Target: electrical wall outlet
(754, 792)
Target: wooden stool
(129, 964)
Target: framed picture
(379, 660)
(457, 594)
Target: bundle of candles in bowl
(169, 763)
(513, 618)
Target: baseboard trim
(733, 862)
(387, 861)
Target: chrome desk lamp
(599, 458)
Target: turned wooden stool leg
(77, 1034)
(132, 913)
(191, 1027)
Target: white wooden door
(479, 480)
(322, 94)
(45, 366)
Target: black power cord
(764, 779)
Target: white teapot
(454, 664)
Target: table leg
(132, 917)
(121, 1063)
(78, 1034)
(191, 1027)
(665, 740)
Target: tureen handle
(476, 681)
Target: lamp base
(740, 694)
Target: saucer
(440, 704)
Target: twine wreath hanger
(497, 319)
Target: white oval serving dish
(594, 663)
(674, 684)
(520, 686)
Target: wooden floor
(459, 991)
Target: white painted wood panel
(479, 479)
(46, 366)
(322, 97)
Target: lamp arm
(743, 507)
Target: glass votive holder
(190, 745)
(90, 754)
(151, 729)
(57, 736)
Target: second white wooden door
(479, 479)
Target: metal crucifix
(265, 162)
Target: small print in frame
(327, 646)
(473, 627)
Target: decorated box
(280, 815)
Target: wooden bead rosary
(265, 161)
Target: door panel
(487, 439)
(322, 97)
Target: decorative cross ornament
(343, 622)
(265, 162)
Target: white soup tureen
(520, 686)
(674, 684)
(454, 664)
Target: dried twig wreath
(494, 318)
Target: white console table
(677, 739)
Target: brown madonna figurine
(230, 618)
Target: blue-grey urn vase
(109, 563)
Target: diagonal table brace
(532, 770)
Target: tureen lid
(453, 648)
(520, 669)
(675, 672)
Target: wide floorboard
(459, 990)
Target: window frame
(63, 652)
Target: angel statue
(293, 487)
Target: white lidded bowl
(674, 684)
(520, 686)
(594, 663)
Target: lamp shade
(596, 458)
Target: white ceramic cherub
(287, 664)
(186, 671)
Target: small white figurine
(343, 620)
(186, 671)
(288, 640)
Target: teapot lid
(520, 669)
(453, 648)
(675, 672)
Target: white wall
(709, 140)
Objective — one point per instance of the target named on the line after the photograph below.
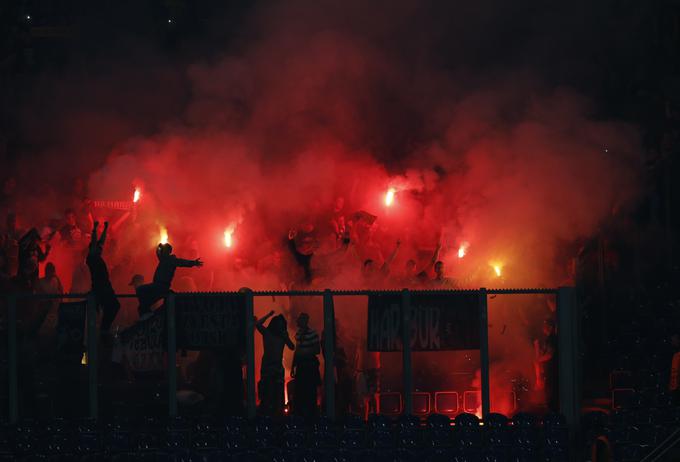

Exercise instructions:
The lines above should be transcribed exactly, with every image removed.

Result of the exercise:
Target: electrical wall outlet
(754, 792)
Target: wooden stool
(129, 964)
Target: framed picture
(379, 660)
(457, 594)
Target: bundle of candles in bowl
(169, 763)
(513, 618)
Target: baseboard trim
(733, 862)
(387, 861)
Target: chrome desk lamp
(599, 458)
Target: turned wooden stool leg
(77, 1034)
(132, 913)
(191, 1027)
Target: white wooden door
(479, 480)
(322, 94)
(45, 366)
Target: black power cord
(764, 779)
Target: white teapot
(454, 664)
Target: table leg
(132, 917)
(121, 1063)
(78, 1034)
(191, 1027)
(665, 740)
Target: tureen handle
(476, 681)
Target: lamp base
(740, 694)
Target: saucer
(440, 704)
Target: twine wreath hanger
(497, 319)
Target: white oval serving dish
(594, 663)
(674, 684)
(520, 686)
Target: wooden floor
(459, 991)
Target: white painted wood panel
(479, 479)
(46, 366)
(322, 97)
Target: lamp arm
(743, 507)
Target: glass votive holder
(190, 745)
(90, 754)
(151, 729)
(57, 736)
Target: second white wooden door
(479, 479)
Target: metal crucifix
(265, 162)
Target: small print in frame
(327, 646)
(473, 627)
Target: decorated box
(280, 815)
Target: wooden bead rosary
(265, 161)
Target: door panel
(487, 439)
(322, 97)
Target: decorative cross ornament
(343, 622)
(265, 162)
Target: white soup tureen
(520, 686)
(674, 684)
(454, 664)
Target: dried twig wreath
(494, 318)
Target: white console table
(677, 739)
Target: brown madonna figurine
(230, 618)
Target: blue-grey urn vase
(109, 563)
Target: diagonal table brace
(532, 770)
Target: tureen lid
(453, 648)
(520, 669)
(675, 672)
Target: wide floorboard
(459, 990)
Target: window frame
(63, 652)
Target: angel statue
(293, 487)
Target: white lidded bowl
(674, 684)
(520, 686)
(594, 663)
Target: lamp shade
(596, 458)
Target: white ceramic cherub
(287, 664)
(186, 671)
Target: small white figurine
(343, 620)
(186, 671)
(288, 640)
Target: teapot lid
(520, 669)
(453, 648)
(675, 672)
Target: white wall
(709, 140)
Objective — one point per instance of the target named on the line after the photograph below.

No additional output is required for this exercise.